- **INSTRUCTIONS FOR THE TASK**
Copy the material from the start through the line containing "443, 163, 564, 341", swapping "countertop" for "kitchen counter" and keeping everything else the same.

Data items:
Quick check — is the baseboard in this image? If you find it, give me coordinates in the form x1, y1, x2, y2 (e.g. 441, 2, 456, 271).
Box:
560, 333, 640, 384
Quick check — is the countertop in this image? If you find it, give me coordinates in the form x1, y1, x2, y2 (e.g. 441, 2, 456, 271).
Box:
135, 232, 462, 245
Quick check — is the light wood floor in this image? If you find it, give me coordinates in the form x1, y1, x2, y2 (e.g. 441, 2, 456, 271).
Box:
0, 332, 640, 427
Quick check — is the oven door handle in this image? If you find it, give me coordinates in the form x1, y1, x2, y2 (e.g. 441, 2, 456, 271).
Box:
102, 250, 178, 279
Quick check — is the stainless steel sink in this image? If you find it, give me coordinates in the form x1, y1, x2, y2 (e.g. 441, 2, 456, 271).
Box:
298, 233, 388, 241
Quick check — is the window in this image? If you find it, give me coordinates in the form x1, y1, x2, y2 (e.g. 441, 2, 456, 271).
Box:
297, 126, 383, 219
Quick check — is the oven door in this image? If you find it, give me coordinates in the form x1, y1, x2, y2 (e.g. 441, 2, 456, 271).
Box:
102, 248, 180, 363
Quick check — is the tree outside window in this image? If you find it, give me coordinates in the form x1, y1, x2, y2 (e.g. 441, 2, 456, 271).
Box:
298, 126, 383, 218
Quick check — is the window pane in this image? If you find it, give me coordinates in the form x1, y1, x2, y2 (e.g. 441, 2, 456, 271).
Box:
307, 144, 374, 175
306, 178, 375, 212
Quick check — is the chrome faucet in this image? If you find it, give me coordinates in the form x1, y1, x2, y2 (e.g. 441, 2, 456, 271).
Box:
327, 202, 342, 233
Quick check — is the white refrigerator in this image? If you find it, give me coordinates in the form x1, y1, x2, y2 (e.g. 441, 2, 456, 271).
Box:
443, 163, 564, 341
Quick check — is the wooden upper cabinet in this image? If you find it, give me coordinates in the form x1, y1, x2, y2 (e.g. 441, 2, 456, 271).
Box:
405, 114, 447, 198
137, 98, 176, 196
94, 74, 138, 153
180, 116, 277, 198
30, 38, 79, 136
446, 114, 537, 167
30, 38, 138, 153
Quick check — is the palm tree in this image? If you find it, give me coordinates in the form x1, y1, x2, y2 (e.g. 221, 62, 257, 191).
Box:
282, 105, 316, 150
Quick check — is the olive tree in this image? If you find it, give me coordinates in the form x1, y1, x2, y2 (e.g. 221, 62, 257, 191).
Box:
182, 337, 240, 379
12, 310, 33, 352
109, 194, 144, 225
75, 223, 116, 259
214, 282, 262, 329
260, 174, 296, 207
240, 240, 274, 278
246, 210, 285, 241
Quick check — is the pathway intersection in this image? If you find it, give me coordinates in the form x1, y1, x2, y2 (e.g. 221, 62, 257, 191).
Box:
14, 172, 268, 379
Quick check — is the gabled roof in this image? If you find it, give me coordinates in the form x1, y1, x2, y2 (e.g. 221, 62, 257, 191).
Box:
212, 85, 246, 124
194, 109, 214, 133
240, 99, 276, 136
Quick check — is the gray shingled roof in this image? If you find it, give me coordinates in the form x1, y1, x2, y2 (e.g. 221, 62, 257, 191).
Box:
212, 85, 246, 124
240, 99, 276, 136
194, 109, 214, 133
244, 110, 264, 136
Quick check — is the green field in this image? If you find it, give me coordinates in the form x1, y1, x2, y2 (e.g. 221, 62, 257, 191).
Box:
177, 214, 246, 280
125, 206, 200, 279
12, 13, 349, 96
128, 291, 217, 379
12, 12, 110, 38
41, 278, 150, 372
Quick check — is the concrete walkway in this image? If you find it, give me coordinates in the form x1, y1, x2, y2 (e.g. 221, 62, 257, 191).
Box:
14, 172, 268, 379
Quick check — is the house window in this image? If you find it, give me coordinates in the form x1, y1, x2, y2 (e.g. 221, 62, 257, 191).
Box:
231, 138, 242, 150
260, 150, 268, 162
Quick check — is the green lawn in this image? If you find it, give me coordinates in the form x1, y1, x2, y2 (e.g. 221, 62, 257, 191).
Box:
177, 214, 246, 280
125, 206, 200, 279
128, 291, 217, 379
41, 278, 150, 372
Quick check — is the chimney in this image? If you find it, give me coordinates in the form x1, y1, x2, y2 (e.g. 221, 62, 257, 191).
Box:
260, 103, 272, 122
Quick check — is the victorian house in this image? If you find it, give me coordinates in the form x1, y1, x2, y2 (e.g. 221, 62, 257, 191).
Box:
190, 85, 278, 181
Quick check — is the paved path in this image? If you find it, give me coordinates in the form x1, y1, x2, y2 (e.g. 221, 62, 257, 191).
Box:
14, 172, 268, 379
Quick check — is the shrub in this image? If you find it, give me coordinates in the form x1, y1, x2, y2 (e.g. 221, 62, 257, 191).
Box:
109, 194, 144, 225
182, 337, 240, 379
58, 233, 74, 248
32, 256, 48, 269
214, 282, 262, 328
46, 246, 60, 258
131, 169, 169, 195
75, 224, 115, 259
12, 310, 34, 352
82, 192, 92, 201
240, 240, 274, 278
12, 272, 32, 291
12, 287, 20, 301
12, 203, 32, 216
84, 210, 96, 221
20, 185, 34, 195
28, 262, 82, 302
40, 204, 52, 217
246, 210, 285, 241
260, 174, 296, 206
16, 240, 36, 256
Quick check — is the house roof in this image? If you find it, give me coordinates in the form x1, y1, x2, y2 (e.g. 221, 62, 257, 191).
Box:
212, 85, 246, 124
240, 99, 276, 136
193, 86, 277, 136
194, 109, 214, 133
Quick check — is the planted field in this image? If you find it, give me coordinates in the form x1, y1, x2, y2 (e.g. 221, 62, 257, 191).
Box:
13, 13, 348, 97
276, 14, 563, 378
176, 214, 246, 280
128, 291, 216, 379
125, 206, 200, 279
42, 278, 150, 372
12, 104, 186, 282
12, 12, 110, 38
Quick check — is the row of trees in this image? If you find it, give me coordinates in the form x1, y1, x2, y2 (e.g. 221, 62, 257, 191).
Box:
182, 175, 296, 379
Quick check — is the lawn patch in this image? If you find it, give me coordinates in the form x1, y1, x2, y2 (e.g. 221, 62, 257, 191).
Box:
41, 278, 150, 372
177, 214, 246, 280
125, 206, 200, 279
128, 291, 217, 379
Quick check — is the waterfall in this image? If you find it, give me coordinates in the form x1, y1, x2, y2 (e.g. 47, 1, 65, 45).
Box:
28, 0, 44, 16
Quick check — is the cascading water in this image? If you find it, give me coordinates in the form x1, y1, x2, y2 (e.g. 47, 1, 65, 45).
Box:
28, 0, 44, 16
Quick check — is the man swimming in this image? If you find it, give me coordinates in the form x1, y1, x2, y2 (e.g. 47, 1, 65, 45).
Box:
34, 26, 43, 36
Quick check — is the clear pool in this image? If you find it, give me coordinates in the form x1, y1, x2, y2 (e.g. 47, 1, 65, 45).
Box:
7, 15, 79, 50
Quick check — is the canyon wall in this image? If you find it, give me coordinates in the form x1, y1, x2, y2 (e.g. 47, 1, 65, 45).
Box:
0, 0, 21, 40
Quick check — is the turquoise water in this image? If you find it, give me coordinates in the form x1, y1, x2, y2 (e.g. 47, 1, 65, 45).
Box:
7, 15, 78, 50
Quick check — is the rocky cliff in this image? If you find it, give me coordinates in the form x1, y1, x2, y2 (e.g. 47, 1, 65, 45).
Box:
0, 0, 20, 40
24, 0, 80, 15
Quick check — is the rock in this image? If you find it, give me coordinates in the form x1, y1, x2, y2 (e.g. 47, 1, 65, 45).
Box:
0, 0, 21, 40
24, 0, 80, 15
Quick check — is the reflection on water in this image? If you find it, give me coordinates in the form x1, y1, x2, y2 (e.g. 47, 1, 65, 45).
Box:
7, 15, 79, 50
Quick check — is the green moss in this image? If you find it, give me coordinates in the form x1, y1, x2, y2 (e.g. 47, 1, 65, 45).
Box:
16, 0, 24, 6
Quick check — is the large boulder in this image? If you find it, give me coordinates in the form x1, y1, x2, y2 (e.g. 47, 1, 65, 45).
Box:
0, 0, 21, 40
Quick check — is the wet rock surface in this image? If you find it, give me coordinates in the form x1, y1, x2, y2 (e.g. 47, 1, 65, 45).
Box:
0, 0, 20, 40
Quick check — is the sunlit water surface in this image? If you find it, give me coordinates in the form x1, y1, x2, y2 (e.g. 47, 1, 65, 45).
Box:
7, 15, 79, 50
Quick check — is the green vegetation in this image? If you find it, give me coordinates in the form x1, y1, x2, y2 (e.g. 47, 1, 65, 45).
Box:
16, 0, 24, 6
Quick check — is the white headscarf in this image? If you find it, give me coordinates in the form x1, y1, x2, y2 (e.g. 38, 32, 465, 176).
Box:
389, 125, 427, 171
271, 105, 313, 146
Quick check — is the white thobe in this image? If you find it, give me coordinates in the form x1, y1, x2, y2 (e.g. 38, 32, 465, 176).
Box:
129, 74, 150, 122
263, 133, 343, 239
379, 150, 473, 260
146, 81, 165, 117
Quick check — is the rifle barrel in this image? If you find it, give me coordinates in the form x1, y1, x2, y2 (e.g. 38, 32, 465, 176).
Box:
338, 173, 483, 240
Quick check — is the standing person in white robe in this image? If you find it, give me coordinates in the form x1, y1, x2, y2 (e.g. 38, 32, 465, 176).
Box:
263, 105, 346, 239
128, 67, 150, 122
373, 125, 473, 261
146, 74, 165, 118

- **RIGHT ANSWER**
Quick check — is the baseboard in this image? If you find it, give me coordinates in the form x1, y1, x2, y2 (e.g. 441, 2, 456, 271).
Box:
560, 333, 640, 384
Quick check — is the kitchen counter in this image? If you find it, give me coordinates in the form x1, y1, x2, y2 (e.g. 441, 2, 456, 271).
Box:
135, 232, 462, 245
Quick check — is the light wood floor in this image? If you find it, give me coordinates in the form x1, y1, x2, y2 (e.g. 441, 2, 456, 271).
Box:
0, 332, 640, 427
Quick check — is the oven door handle in this image? If you find it, give me coordinates in the form x1, y1, x2, y2 (e.g. 441, 2, 456, 271).
Box:
102, 250, 178, 279
Quick check — is the stainless steel sink in this image? If you find it, give me coordinates in the form x1, y1, x2, y2 (e.g. 441, 2, 456, 271).
Box:
298, 233, 388, 241
Quick check — is the window in this image? If you find it, give me coordinates in the form x1, y1, x2, y2 (e.g. 441, 2, 456, 271).
Box:
297, 126, 383, 219
Quick check — is the oven door in this image? If you find it, give me coordinates in the form x1, y1, x2, y2 (e.g. 441, 2, 456, 271).
Box:
102, 248, 180, 363
Quick check — is the tree outside window in this image? If you find it, give me coordinates in the form x1, y1, x2, y2 (e.g. 441, 2, 456, 271).
Box:
298, 126, 383, 218
Quick check — is the window pane in this image? If you find it, give me coordinates in the form x1, y1, x2, y2 (e.g. 441, 2, 456, 271).
Box:
307, 144, 374, 175
306, 178, 375, 212
Quick check — is the chrome faucet in this image? If you find it, give me coordinates in the form x1, y1, x2, y2 (e.g. 441, 2, 456, 271).
Box:
327, 202, 342, 233
Quick check — is the white refrigerator in this image? If you find it, give me coordinates in the form x1, y1, x2, y2 (e.g. 441, 2, 456, 271).
Box:
443, 163, 564, 341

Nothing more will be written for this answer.